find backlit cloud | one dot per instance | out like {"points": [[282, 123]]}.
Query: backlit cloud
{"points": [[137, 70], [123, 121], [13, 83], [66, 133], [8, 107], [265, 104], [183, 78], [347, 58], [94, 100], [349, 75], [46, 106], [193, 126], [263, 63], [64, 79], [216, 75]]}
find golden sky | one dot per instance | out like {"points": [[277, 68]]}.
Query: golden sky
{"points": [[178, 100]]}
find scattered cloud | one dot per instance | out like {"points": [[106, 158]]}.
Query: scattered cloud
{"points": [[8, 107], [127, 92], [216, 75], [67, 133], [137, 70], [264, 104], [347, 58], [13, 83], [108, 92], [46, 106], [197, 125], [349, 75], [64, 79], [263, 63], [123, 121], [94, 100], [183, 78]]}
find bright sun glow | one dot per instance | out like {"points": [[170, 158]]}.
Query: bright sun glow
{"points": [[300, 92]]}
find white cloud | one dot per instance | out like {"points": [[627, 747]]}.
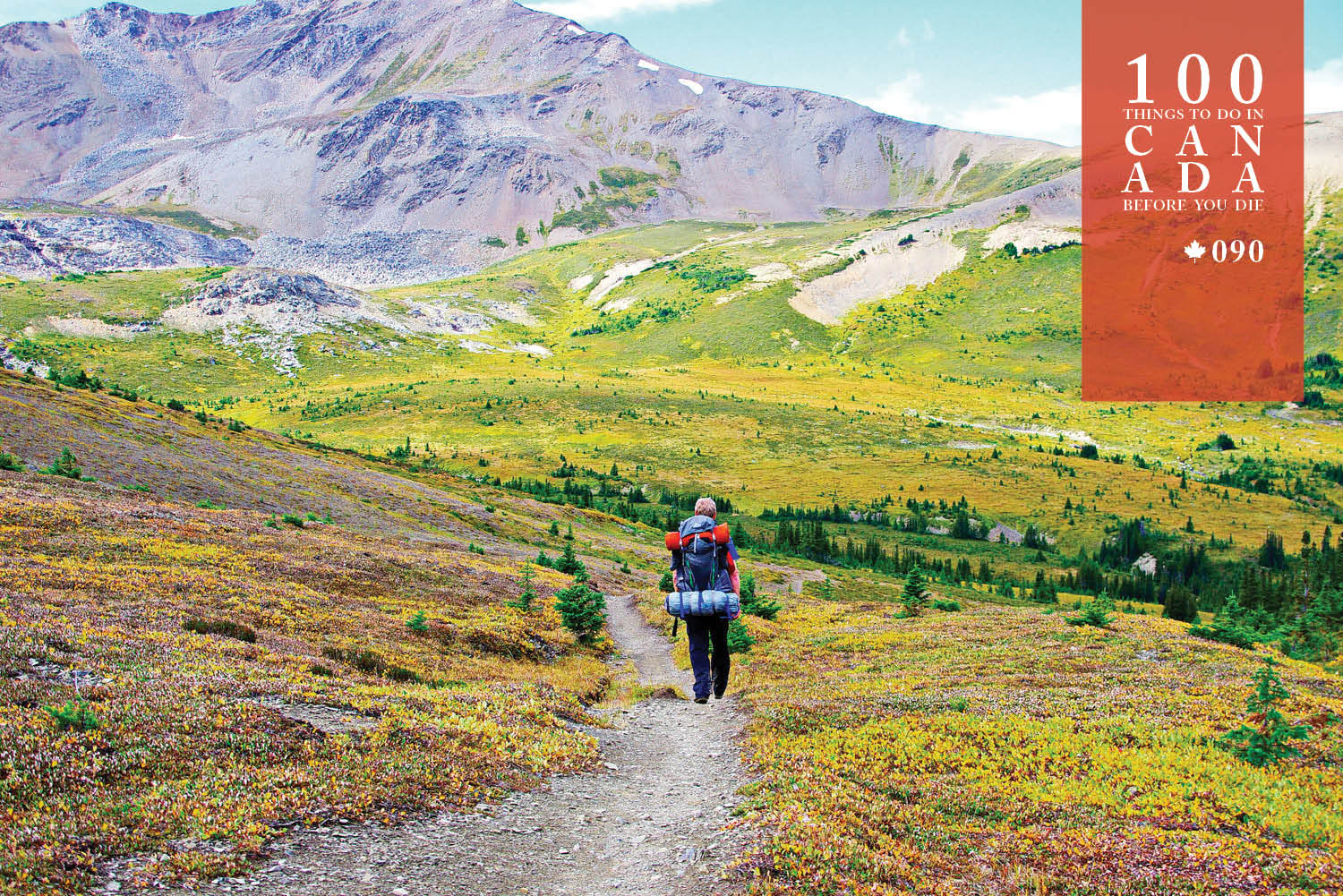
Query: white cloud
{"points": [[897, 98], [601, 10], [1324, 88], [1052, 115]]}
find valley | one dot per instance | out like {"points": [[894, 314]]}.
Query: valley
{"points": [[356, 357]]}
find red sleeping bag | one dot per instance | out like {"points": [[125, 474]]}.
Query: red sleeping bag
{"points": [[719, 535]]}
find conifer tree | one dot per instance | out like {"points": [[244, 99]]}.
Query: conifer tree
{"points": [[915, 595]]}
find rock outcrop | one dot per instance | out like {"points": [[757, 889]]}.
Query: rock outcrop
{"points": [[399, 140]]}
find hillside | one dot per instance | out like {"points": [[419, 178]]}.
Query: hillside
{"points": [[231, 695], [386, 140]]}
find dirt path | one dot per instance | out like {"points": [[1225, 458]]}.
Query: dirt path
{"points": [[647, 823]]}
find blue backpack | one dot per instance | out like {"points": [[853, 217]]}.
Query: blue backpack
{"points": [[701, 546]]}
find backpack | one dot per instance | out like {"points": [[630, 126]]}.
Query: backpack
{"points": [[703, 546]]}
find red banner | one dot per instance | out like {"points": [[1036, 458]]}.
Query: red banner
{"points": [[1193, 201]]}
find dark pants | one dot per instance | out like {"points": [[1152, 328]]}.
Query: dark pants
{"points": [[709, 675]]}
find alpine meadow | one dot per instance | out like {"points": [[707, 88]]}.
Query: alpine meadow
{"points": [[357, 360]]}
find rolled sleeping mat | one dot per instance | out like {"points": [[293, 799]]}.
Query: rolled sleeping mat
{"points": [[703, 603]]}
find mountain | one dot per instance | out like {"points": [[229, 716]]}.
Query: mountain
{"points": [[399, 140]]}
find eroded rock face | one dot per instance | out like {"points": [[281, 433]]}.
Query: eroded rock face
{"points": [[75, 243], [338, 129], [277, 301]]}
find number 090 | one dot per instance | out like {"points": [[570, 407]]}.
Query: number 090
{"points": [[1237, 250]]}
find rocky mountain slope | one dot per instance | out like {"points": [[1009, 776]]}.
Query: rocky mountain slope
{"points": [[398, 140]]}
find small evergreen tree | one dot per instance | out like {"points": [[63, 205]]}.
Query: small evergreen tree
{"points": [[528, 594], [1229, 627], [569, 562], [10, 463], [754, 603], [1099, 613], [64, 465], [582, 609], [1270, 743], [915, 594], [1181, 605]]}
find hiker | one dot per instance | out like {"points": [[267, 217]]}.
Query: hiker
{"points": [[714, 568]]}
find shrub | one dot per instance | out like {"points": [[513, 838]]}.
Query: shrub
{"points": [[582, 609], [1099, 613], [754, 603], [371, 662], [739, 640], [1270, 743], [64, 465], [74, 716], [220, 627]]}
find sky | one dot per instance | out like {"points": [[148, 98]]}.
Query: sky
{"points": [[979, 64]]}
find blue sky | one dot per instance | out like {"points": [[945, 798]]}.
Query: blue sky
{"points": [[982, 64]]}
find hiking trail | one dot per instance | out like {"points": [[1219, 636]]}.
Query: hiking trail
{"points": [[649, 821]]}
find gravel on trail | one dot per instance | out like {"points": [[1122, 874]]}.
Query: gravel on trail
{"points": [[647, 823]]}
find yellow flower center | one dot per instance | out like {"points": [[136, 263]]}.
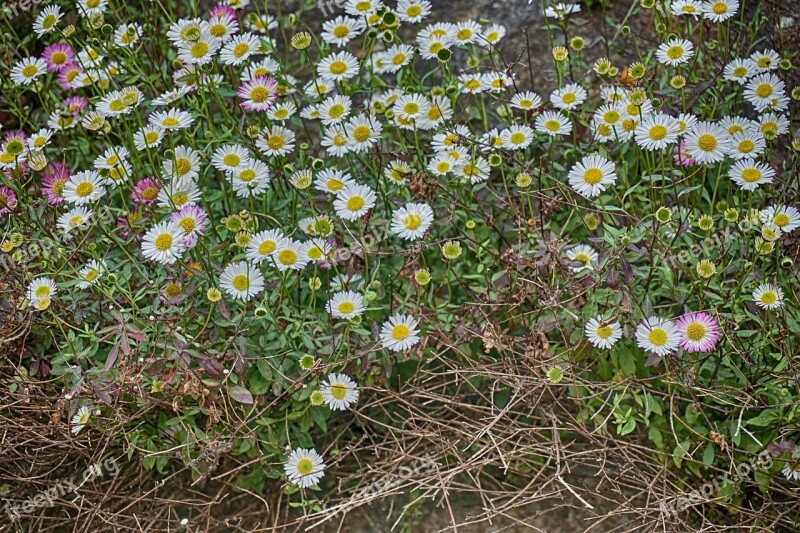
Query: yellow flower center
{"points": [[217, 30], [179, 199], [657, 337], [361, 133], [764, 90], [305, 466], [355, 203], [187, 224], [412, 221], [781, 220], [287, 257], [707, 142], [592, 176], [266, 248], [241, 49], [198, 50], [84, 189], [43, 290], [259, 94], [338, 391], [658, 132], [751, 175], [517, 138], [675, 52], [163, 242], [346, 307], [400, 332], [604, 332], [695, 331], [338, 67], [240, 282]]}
--
[Work task] The copy you give must repeat each record character for character, but it must not include the pictures.

[Result of the task]
find backlit cloud | one dot per instance | out like {"points": [[282, 123]]}.
Query: backlit cloud
{"points": [[137, 70], [123, 121], [13, 83], [66, 133], [8, 107], [265, 104], [183, 78], [347, 58], [94, 100], [349, 75], [46, 106], [193, 126], [263, 63], [64, 79], [216, 75]]}
find golden sky | one dot per instance | out like {"points": [[277, 68]]}.
Query: golden sky
{"points": [[178, 100]]}
find scattered cloud | one dot per instance | out like {"points": [[106, 158]]}.
Query: scattered cloud
{"points": [[8, 107], [127, 92], [216, 75], [67, 133], [137, 70], [264, 104], [347, 58], [13, 83], [108, 92], [46, 106], [197, 125], [349, 75], [64, 79], [263, 63], [123, 121], [94, 100], [183, 78]]}
find bright sun glow | one dot per instance | out like {"points": [[170, 158]]}.
Query: bright sun glow
{"points": [[300, 92]]}
find white cloud | one dot per instance | out like {"points": [[627, 747]]}.
Query: white cloud
{"points": [[897, 98], [601, 10], [1324, 88], [1052, 115]]}
find valley | one dot per instance | out like {"points": [[894, 314]]}.
Query: valley
{"points": [[356, 357]]}
find red sleeping bag | one dot per instance | out like {"points": [[125, 474]]}.
Query: red sleeping bag
{"points": [[719, 535]]}
find conifer tree | one dot per instance | out like {"points": [[244, 99]]}.
Query: conifer tree
{"points": [[915, 595]]}
find rock outcrop | one dot per instance | out like {"points": [[757, 889]]}.
Query: rock outcrop
{"points": [[399, 140]]}
find hillside | one dot per instance | out like {"points": [[419, 178]]}.
Query: hillside
{"points": [[231, 695], [386, 140]]}
find dirt path | one dot per instance | out like {"points": [[1225, 458]]}.
Query: dirt path
{"points": [[647, 823]]}
find blue backpack | one dot per instance | out like {"points": [[853, 217]]}.
Query: blue backpack
{"points": [[701, 546]]}
find backpack | one dot per instance | out like {"points": [[630, 126]]}.
Query: backpack
{"points": [[703, 546]]}
find red banner | one dot per instance | out like {"points": [[1036, 458]]}.
Query: red banner
{"points": [[1193, 201]]}
find dark pants | one dot per instance | out like {"points": [[1152, 328]]}.
Query: dark pants
{"points": [[709, 675]]}
find alpine meadow | one dot per instance | out like {"points": [[707, 88]]}.
Query: alpine meadow
{"points": [[357, 360]]}
find rolled sleeping mat | one dot per instance | out like {"points": [[293, 799]]}.
Query: rolled sleeping mat
{"points": [[703, 603]]}
find mountain | one dot per instance | out like {"points": [[229, 716]]}.
Query: mountain
{"points": [[399, 140]]}
find eroded rock face | one dot per instance | out like {"points": [[281, 433]]}.
Query: eroded rock face
{"points": [[75, 243], [338, 129], [277, 301]]}
find number 090 | one dot per instance | out like {"points": [[570, 407]]}.
Query: number 090
{"points": [[1237, 250]]}
find rocky mountain slope | one dot per instance | out like {"points": [[1009, 776]]}.
Query: rocky mountain slope
{"points": [[398, 140]]}
find small evergreen tree | one dot per instance | out like {"points": [[63, 205]]}.
Query: small evergreen tree
{"points": [[528, 594], [1229, 627], [569, 562], [10, 463], [754, 603], [1099, 613], [64, 465], [582, 609], [1270, 743], [915, 594], [1181, 605]]}
find hiker | one dot per instance | out like {"points": [[267, 217]]}.
Query: hiker
{"points": [[714, 568]]}
find shrub | one dot per instance | out like {"points": [[513, 838]]}.
Query: shrub
{"points": [[582, 609], [1099, 613], [754, 603], [371, 662], [739, 640], [1270, 743], [64, 465], [74, 716], [220, 627]]}
find sky | one dot per instance | out like {"points": [[148, 98]]}.
Query: sky
{"points": [[979, 64]]}
find blue sky | one dot per instance | out like {"points": [[945, 798]]}.
Query: blue sky
{"points": [[982, 64]]}
find hiking trail | one dot per instance | out like {"points": [[1219, 636]]}.
Query: hiking trail
{"points": [[649, 821]]}
find gravel on trail | one dot per instance | out like {"points": [[1122, 874]]}.
Query: gravel on trail
{"points": [[647, 823]]}
find yellow flower center | one dot per instance | out like {"points": [[136, 263]]}.
Query: yellow flower center
{"points": [[217, 30], [179, 199], [657, 337], [361, 133], [764, 90], [305, 466], [355, 203], [187, 224], [412, 221], [781, 220], [287, 257], [707, 142], [592, 176], [266, 248], [241, 49], [198, 50], [84, 189], [43, 290], [259, 94], [338, 391], [658, 132], [751, 175], [517, 138], [675, 52], [163, 242], [346, 307], [400, 332], [604, 332], [695, 331], [338, 67], [240, 282]]}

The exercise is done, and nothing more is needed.